> _DOCUMENT EXCERPT_
*****
Testing 65

Constructing Balanced Classroom Tests

This file should be read in conjunction with the discussion of alternative assessment. Pencil-and-paper classroom tests should be only one component of assessment strategies.

The principle of balance

Any classroom test is effectively a random sample of what students know and don't know, can and cannot do. It is limited in its reliability and validity by the fact that it only gives information about what students did under the test conditions at the time the test was taken, and may not generalize to tell us what the student might do under other conditions or at another time. It also tells us only about a very small subset of all the things students are expected to learn from the curriculum. We need to try to make sure that that subset is properly representative of the goals of the curriculum and is not a biased sample.
*****
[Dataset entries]
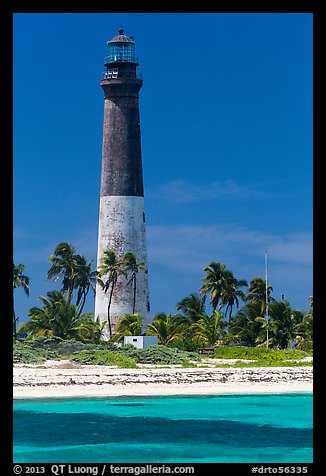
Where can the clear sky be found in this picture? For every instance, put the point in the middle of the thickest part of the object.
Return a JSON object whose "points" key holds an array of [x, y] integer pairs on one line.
{"points": [[226, 130]]}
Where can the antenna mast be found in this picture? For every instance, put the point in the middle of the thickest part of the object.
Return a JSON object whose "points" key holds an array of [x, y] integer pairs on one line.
{"points": [[266, 297]]}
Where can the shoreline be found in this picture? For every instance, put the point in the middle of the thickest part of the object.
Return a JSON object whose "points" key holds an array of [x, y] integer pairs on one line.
{"points": [[91, 381]]}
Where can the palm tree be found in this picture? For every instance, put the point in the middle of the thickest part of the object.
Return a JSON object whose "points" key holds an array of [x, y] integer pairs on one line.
{"points": [[223, 287], [243, 327], [130, 264], [128, 325], [231, 293], [60, 318], [19, 280], [166, 328], [192, 308], [85, 280], [209, 330], [257, 293], [214, 282], [281, 326], [64, 265], [110, 267], [75, 270]]}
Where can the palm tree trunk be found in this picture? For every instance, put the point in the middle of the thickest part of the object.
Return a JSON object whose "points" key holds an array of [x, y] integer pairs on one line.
{"points": [[134, 299], [15, 326], [109, 307]]}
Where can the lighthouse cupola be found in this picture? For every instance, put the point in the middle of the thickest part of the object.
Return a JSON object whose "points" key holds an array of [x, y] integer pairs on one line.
{"points": [[121, 59]]}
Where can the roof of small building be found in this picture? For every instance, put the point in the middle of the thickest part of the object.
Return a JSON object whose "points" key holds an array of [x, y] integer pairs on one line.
{"points": [[121, 38]]}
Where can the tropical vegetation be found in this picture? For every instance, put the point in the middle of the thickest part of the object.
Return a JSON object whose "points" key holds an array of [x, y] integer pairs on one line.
{"points": [[225, 313]]}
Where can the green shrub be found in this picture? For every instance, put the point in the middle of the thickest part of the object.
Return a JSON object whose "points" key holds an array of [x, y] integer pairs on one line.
{"points": [[258, 353], [23, 354], [103, 357], [157, 354]]}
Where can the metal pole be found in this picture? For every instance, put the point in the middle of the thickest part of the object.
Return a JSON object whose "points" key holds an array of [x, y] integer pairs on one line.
{"points": [[266, 297]]}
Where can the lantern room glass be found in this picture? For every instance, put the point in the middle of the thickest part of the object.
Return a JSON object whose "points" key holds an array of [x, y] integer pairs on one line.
{"points": [[121, 52]]}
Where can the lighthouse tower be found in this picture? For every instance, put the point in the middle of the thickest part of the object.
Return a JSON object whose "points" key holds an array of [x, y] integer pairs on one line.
{"points": [[122, 214]]}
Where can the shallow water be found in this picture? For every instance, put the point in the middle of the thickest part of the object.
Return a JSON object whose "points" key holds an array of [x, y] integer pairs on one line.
{"points": [[208, 428]]}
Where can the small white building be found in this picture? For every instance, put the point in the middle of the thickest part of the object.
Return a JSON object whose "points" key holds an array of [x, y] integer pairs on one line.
{"points": [[140, 342]]}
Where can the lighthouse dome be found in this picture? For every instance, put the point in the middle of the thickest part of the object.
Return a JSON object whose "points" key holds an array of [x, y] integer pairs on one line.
{"points": [[121, 38], [121, 48]]}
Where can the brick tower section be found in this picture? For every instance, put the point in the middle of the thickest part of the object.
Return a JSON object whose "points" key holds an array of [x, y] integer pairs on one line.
{"points": [[122, 216]]}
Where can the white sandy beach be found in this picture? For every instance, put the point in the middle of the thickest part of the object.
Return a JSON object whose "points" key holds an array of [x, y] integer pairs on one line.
{"points": [[58, 381]]}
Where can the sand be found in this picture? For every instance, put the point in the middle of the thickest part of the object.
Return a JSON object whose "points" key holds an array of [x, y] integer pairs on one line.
{"points": [[63, 380]]}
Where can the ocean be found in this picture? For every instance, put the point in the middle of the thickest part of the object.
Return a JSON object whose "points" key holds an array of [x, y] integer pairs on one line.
{"points": [[264, 428]]}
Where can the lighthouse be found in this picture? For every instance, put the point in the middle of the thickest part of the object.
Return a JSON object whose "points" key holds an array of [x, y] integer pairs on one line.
{"points": [[122, 223]]}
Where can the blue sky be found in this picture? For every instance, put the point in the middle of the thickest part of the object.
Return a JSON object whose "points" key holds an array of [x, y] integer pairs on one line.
{"points": [[226, 129]]}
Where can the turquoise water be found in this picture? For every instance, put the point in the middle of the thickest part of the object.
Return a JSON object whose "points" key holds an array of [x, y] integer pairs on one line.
{"points": [[214, 428]]}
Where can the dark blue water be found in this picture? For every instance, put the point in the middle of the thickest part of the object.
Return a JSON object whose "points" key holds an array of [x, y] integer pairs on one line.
{"points": [[214, 428]]}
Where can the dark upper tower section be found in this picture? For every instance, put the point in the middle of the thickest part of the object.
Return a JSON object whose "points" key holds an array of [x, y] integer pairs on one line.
{"points": [[121, 153]]}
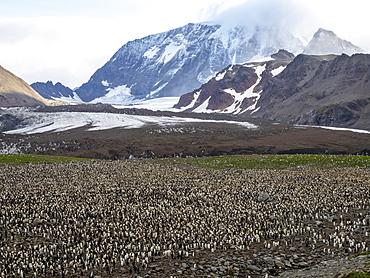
*****
> _ACTIONS TO TAKE_
[1] List each way the text on balanced classroom tests says a classroom test is limited in what it can tell us about students.
[2] Answer these questions from the text on balanced classroom tests:
(a) With what discussion should the file be read?
(b) What should pencil-and-paper classroom tests be, according to the opening paragraph?
(c) What must we try to make sure about the subset a test covers?
[3] Continue the text on balanced classroom tests from the point where it stops.

> _EXERCISE RESULTS_
[1]
- It gives information only about what students did under the test conditions at the time the test was taken, which limits its reliability and validity.
- It may not generalize to what a student might do under other conditions or at another time.
- It tells us only about a very small subset of all the things students are expected to learn from the curriculum.

[2]
(a) The discussion of alternative assessment.
(b) Only one component of assessment strategies.
(c) That it is properly representative of the goals of the curriculum and is not a biased sample.

[3]
Many classroom tests are biased, or unbalanced, in one or more of the following ways:

testing only memory, recall, simple association, or simple one-step reasoning
including only questions of one level of difficulty
testing only verbal or mathematical forms of reasoning using only multiple-choice items

I recommend that classroom tests aim to be balanced in each of these ways:

balanced by function, or the type of reasoning required to respond to a test item, to include not only memory and recall, but logical deduction, generalization, explanation, hypothesizing, question-posing, model-building, model-testing, generation of alternatives, judgment among alternatives, and imagination
balanced by difficulty, to include easier, average, and more difficult items
balanced by medium of representation, to include visual-graphical as well as verbal and mathematical items
balanced by format, to include not only multiple-choice items but also short-answer items ranging from lists of terms to one- and multiple-sentence written responses, graphical items (graphs, charts, tables, maps, diagrams, etc.), problem-solving items (where students show their work) and other reliable and informative formats.

Teacher judgment is required to decide what proportions of these various possibilities provide the most reasonably balanced test for a particular curriculum and population of students.

Some general guidelines:

Types of reasoning: keep pure memory or recall items to no more than 50% of the test (by time, by number of items, and/or by number of points); less than 50% for more able groups of students

Difficulty: for average classes, about 15-20% easier and more basic questions that you believe all students should know the answer to and estimate that at least 60% will get correct; about 10-15% difficult questions to challenge the most able students (you estimate that only about 10-15% of the class will get these correct); the rest of average difficulty (you estimate that 30-60% of the class will get them correct).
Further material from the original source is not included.